Instrução escrita a - Transcreva sem alterações as linhas de origem mais abaixo, começando na primeira dessas linhas e parando depois da linha que contém "107), (196, 107)]]".

Fonte -
· · ·

UMA ENTREVISTA DE
Luca DeCola e Jesse GwilliamEntrando agora em seu terceiro ano no cargo, o primeiro presidente de esquerda da Colômbia, Gustavo Petro, recentemente chamou a atenção do mundo para o país diante do que ele descreveu como “o começo do golpe” contra sua administração. Enquanto Petro implementou com sucesso a reforma da previdência, uma reforma tributária de US$ 4 bilhões, uma nova estratégia de repressão às drogas e uma mudança sem precedentes na política externa da Colômbia, o esforço da esquerda para mudar a Colômbia tem sido ameaçado por uma barreira constante de desafios legais de forças e elites de direita.
Daniel García-Peña, o recém-nomeado embaixador de Petro nos Estados Unidos — um historiador, jornalista premiado, alto comissário para a paz sob o presidente Ernesto Samper e conselheiro da extinta Aliança Democrática M-19 — fala sobre esses desafios nesta entrevista para a Jacobin. Como o primeiro governo de esquerda da Colômbia se relacionará com os Estados Unidos, que há muito tempo conta com a liderança firmemente conservadora da Colômbia para salvaguardar seus interesses imperiais?

· · ·

Linhas de origem -

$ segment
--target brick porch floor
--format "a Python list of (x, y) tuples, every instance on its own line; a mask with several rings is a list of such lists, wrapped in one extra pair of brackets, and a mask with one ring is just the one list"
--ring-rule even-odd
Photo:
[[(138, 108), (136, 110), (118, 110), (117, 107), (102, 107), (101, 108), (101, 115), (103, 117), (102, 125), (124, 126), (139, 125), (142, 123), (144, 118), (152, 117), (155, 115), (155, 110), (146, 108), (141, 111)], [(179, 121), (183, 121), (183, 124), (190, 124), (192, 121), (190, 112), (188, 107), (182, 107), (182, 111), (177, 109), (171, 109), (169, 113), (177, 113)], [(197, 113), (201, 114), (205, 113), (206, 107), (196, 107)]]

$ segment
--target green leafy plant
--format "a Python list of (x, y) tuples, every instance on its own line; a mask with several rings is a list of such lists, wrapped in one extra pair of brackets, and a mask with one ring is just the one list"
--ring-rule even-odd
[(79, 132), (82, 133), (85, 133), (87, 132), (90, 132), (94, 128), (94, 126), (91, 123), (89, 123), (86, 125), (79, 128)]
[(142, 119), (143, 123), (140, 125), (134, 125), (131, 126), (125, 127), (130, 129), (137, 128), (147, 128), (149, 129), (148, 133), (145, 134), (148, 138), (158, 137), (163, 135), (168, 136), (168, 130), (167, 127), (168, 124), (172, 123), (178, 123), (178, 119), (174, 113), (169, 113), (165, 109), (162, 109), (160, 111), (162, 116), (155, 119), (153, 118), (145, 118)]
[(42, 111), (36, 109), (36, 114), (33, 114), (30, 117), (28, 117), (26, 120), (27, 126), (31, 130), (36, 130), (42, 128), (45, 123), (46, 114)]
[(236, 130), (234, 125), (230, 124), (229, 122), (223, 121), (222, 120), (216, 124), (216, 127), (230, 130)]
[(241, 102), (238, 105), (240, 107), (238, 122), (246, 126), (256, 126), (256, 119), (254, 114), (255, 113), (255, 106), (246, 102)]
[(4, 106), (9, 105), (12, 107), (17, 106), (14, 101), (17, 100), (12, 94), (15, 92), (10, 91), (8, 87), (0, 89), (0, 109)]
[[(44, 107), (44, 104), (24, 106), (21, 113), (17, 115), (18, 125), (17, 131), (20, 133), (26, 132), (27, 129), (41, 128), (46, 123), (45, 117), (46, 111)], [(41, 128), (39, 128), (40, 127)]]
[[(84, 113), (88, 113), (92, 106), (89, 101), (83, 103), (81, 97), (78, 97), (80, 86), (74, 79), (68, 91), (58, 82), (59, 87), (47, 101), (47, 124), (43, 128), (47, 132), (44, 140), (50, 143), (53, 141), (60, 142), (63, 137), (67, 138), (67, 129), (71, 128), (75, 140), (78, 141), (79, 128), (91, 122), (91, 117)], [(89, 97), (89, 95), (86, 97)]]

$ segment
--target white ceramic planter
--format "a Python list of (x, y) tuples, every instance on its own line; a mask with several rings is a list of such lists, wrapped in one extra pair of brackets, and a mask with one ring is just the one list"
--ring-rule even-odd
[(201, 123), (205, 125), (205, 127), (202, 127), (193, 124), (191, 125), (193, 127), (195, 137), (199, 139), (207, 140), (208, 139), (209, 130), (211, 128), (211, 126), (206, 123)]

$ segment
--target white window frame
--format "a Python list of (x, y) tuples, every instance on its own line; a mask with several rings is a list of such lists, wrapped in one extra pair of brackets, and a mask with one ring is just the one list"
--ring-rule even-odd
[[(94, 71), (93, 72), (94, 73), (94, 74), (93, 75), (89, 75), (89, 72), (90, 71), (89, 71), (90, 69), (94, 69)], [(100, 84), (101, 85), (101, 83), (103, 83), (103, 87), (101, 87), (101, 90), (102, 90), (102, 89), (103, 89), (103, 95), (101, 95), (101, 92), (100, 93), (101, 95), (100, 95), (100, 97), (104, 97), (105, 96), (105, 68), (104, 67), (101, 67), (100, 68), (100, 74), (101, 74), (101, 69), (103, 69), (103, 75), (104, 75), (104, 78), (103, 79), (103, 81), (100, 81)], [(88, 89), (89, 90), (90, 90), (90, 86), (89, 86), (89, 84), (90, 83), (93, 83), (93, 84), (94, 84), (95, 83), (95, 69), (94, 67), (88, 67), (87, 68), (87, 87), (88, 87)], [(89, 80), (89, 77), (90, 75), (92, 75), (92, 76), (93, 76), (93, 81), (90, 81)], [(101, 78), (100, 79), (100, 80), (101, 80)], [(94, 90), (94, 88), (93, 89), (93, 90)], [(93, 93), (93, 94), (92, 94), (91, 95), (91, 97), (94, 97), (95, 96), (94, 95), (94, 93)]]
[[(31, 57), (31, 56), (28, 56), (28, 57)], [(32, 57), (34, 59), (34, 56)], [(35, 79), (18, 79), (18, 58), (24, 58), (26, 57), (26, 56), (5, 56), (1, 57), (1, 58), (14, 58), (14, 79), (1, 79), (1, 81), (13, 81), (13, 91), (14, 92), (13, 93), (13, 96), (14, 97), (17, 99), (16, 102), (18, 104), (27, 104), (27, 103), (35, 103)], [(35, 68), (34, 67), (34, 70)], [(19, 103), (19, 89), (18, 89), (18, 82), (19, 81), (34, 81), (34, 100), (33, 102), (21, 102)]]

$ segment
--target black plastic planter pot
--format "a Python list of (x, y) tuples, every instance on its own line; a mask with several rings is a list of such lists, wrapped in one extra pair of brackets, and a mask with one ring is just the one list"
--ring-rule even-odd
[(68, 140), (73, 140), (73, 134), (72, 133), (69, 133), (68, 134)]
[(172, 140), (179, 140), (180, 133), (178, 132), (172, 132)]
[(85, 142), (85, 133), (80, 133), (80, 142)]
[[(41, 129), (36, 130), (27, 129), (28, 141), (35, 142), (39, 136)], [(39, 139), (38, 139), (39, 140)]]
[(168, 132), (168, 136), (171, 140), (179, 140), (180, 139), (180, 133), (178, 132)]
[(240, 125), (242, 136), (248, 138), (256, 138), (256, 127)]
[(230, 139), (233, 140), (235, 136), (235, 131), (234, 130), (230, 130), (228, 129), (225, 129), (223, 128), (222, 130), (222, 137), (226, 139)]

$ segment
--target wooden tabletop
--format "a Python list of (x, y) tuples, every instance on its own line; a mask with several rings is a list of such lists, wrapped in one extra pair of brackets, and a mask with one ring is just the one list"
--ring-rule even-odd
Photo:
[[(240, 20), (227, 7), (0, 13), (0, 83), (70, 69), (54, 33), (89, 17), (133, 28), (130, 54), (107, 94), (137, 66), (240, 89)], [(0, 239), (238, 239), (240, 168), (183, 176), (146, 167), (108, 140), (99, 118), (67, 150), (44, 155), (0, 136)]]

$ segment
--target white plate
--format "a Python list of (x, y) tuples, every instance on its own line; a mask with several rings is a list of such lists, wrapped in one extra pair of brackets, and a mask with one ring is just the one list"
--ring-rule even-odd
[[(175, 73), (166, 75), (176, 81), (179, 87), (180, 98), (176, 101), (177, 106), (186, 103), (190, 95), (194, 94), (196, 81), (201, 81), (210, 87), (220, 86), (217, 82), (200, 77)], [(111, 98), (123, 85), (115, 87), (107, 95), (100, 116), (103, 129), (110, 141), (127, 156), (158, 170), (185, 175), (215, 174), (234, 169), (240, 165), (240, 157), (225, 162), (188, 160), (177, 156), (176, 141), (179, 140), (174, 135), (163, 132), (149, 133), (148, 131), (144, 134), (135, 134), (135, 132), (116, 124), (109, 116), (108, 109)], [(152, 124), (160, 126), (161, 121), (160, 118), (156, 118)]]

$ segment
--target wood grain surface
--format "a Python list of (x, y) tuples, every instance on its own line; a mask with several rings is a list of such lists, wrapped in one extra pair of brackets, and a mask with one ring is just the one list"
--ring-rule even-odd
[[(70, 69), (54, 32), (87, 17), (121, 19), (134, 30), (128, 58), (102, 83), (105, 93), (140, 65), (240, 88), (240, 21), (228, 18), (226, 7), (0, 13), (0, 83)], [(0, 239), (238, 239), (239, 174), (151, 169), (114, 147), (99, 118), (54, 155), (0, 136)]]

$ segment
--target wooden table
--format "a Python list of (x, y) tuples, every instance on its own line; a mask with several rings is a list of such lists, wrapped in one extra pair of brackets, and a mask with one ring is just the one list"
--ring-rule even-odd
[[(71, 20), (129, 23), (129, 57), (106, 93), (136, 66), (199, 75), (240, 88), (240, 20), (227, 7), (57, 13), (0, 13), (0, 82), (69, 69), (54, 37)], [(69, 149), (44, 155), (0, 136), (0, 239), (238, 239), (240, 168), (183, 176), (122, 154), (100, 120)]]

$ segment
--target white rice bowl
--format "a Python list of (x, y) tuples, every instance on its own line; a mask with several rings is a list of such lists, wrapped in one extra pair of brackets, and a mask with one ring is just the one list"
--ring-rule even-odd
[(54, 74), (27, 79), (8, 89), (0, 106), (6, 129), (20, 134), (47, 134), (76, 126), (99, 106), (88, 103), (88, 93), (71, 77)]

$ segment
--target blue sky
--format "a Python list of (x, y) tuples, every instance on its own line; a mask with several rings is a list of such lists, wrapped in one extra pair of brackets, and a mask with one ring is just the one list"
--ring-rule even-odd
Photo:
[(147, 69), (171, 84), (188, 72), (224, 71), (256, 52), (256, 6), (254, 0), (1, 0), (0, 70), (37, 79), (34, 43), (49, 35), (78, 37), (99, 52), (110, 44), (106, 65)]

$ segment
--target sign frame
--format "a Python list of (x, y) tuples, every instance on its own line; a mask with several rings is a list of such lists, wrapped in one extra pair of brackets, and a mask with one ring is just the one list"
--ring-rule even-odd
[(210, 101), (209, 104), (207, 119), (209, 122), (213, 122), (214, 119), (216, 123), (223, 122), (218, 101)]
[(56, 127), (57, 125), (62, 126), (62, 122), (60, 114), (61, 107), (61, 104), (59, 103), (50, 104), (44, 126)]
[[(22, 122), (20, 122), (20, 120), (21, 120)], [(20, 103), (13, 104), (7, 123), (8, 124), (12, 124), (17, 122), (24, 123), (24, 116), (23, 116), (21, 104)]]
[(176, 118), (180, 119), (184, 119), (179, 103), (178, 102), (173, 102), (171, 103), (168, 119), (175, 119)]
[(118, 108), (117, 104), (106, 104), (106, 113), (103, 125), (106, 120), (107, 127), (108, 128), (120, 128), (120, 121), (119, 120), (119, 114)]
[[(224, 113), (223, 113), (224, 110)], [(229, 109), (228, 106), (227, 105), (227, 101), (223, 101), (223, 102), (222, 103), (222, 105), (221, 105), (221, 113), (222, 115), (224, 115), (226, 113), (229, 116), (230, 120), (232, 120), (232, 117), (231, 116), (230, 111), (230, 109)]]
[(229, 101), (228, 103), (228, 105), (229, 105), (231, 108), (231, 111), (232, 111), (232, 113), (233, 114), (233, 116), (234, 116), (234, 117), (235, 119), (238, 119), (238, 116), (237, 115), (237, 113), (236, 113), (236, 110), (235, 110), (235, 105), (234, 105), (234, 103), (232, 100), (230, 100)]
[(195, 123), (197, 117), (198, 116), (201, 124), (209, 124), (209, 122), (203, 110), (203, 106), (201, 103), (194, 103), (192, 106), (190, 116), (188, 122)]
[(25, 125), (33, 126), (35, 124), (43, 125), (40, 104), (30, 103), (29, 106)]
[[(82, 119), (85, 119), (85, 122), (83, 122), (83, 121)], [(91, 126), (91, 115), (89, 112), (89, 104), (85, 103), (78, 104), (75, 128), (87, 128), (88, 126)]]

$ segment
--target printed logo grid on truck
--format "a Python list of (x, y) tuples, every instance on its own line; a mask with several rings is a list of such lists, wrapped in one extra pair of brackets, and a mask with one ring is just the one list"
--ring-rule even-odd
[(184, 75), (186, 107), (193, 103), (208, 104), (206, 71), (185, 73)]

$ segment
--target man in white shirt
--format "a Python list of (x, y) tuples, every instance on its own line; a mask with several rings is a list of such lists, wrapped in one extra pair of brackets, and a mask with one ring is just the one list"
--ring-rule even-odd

· · ·

Instrução escrita b - Reproduza fielmente o trecho da entrevista sobre o governo Petro, mais acima, começando nas palavras "UMA ENTREVISTA DE" e parando depois de "elites de direita.".

Solução escrita a -
$ segment
--target brick porch floor
--format "a Python list of (x, y) tuples, every instance on its own line; a mask with several rings is a list of such lists, wrapped in one extra pair of brackets, and a mask with one ring is just the one list"
--ring-rule even-odd
Photo:
[[(138, 108), (136, 110), (118, 110), (117, 107), (102, 107), (101, 108), (101, 115), (103, 117), (102, 125), (124, 126), (139, 125), (142, 123), (144, 118), (152, 117), (155, 115), (155, 110), (146, 108), (141, 111)], [(179, 121), (183, 121), (183, 124), (190, 124), (192, 121), (190, 112), (188, 107), (182, 107), (182, 111), (177, 109), (171, 109), (169, 113), (177, 113)], [(197, 113), (201, 114), (205, 113), (206, 107), (196, 107)]]

Solução escrita b -
UMA ENTREVISTA DE
Luca DeCola e Jesse GwilliamEntrando agora em seu terceiro ano no cargo, o primeiro presidente de esquerda da Colômbia, Gustavo Petro, recentemente chamou a atenção do mundo para o país diante do que ele descreveu como “o começo do golpe” contra sua administração. Enquanto Petro implementou com sucesso a reforma da previdência, uma reforma tributária de US$ 4 bilhões, uma nova estratégia de repressão às drogas e uma mudança sem precedentes na política externa da Colômbia, o esforço da esquerda para mudar a Colômbia tem sido ameaçado por uma barreira constante de desafios legais de forças e elites de direita.